### Instructions for the task
Print the lines of the records below word for word, starting at the line that contains "indicate: staircase newel post" and ending at the last line of the records.

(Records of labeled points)
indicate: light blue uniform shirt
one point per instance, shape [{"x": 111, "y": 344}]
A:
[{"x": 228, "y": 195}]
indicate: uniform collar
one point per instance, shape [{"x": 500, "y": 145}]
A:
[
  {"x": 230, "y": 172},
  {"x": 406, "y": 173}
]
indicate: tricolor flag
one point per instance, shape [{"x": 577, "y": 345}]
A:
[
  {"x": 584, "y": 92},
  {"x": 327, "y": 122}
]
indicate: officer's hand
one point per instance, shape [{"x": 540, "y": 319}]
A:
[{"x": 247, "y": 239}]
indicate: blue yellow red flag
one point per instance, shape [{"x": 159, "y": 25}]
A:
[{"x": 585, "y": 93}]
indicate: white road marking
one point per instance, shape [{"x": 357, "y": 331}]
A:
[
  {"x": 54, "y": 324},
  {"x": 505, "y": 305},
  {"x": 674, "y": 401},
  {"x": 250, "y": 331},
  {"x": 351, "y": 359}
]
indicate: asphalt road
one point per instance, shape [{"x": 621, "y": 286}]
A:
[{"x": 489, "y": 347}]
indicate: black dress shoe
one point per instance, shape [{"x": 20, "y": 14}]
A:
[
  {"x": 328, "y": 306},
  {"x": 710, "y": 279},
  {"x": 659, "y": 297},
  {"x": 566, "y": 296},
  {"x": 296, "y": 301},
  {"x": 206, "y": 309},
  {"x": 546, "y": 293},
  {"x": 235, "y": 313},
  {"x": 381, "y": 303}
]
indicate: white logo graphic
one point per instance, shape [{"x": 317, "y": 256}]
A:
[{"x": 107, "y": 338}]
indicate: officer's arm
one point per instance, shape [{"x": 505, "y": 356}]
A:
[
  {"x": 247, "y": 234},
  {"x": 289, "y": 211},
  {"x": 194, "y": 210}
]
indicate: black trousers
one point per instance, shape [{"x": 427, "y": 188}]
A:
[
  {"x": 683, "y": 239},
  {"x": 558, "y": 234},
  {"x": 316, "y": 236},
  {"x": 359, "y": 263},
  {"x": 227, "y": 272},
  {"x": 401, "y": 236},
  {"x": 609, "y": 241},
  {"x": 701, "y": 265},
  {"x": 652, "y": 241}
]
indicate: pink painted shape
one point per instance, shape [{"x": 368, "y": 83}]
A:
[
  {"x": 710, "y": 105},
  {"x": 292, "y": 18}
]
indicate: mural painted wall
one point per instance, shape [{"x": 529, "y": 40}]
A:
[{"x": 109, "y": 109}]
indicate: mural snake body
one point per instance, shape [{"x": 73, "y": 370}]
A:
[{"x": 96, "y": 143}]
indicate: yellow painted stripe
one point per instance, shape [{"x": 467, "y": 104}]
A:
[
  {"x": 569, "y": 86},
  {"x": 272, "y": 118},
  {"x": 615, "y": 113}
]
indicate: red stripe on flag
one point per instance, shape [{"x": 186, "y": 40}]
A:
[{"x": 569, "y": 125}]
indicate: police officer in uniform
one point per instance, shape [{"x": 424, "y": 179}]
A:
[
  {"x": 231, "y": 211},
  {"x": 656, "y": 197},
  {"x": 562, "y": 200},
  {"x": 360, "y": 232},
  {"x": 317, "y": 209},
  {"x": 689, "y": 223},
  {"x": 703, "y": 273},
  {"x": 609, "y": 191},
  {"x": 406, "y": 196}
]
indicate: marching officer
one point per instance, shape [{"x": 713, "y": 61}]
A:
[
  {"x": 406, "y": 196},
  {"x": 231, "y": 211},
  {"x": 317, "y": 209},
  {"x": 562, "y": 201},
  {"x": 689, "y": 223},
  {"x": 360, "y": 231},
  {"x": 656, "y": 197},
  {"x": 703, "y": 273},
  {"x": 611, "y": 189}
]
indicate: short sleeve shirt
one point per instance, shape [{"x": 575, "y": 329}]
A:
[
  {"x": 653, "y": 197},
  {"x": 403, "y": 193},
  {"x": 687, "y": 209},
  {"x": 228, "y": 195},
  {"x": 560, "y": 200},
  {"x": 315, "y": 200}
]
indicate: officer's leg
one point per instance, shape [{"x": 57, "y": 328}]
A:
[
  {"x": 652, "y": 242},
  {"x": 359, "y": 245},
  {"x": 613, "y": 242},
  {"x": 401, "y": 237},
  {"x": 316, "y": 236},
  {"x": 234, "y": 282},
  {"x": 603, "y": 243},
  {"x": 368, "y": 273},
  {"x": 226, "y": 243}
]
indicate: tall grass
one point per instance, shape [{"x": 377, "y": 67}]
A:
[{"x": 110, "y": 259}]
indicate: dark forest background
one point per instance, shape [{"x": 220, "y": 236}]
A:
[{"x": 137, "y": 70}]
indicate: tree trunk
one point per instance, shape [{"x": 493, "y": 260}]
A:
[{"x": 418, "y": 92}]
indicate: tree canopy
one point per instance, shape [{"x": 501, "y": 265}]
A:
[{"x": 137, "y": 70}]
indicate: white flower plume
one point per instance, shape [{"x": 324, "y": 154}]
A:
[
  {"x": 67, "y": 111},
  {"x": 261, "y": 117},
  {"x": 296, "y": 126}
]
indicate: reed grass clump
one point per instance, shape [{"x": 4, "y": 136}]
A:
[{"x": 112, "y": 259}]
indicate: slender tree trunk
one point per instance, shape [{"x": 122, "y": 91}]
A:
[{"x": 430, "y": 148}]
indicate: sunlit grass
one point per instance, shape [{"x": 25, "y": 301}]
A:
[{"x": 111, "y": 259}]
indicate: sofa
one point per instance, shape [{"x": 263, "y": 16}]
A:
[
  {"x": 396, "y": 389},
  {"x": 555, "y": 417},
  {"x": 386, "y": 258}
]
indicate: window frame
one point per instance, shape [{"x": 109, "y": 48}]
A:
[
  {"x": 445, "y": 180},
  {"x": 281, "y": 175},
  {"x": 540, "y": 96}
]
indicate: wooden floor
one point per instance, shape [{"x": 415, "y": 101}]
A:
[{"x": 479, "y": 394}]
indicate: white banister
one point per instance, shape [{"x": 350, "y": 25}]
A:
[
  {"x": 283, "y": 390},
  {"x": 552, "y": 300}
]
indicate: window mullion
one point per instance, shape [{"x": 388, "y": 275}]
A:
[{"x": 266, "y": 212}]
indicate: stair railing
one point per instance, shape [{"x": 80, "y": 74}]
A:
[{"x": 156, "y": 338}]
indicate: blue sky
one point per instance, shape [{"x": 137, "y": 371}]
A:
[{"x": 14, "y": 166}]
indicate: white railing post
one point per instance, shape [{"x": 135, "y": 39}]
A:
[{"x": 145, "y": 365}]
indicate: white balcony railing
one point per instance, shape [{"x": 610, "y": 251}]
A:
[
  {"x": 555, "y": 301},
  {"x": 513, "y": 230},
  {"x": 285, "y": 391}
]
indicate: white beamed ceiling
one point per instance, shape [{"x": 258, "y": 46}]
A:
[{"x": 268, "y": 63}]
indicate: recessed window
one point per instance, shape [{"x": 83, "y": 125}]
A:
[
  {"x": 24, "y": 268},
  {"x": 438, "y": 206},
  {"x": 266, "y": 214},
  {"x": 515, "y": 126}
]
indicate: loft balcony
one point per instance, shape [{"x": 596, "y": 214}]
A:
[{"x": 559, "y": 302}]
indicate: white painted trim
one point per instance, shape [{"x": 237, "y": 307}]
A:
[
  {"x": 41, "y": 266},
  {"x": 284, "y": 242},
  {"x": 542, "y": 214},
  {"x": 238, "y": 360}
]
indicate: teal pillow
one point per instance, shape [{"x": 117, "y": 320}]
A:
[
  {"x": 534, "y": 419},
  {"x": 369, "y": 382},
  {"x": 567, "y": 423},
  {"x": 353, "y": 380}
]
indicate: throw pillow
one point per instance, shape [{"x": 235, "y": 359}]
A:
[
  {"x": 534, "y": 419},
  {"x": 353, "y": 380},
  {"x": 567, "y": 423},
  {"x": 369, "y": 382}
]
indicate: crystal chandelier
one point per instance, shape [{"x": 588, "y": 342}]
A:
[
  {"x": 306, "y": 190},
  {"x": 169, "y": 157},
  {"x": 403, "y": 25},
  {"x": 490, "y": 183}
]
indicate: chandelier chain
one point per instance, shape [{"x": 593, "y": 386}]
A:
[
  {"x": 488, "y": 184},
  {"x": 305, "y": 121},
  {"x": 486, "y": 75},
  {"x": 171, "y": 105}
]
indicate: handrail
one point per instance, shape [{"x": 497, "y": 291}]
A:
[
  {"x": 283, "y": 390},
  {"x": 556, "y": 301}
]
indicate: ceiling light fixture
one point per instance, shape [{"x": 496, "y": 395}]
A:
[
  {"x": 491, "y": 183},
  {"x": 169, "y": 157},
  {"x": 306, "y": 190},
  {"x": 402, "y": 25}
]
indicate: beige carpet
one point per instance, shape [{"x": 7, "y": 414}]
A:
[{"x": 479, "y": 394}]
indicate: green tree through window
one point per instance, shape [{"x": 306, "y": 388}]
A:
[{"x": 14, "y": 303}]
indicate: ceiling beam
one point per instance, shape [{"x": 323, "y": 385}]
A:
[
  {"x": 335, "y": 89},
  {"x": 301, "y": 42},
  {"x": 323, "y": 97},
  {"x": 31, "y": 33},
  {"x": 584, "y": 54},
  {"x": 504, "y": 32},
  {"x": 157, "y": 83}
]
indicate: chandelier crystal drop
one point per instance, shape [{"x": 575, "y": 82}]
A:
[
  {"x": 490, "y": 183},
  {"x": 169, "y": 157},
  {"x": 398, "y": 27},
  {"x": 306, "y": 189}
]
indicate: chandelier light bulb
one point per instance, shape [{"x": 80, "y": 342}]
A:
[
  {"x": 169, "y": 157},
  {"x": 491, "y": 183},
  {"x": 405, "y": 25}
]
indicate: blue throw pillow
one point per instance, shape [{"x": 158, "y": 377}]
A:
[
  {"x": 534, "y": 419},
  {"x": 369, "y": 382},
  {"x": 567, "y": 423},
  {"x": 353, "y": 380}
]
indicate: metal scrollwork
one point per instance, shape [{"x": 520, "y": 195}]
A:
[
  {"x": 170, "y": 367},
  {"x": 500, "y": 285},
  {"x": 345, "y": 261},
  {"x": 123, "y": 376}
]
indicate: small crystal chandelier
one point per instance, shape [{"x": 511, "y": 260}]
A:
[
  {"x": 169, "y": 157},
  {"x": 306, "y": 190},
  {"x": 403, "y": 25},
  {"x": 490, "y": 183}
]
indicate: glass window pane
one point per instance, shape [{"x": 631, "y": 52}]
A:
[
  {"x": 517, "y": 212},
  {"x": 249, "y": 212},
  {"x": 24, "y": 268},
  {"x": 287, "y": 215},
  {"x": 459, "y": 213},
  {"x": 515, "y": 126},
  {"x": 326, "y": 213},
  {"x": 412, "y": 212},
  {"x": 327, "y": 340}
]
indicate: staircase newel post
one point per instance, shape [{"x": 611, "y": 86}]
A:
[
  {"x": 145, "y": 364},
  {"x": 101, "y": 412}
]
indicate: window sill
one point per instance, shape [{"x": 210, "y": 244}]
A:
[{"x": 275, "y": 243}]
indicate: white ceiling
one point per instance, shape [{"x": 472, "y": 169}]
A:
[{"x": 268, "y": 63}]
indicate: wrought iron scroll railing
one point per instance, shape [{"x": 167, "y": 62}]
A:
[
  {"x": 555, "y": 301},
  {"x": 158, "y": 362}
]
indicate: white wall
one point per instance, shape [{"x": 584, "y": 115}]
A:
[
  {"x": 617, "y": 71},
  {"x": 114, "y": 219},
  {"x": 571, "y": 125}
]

### The completed task
indicate: staircase newel post
one point per instance, shape [{"x": 611, "y": 86}]
A:
[
  {"x": 145, "y": 364},
  {"x": 101, "y": 412}
]
indicate: window sill
one point per instance, shape [{"x": 210, "y": 244}]
A:
[{"x": 275, "y": 243}]
indicate: white ceiling
one point per instance, shape [{"x": 472, "y": 169}]
A:
[{"x": 268, "y": 63}]
indicate: wrought iron scroll railing
one point per instance, shape [{"x": 167, "y": 62}]
A:
[
  {"x": 555, "y": 301},
  {"x": 158, "y": 362}
]
indicate: white wall
one point per instance, shape [{"x": 584, "y": 115}]
A:
[
  {"x": 617, "y": 71},
  {"x": 114, "y": 219},
  {"x": 571, "y": 125}
]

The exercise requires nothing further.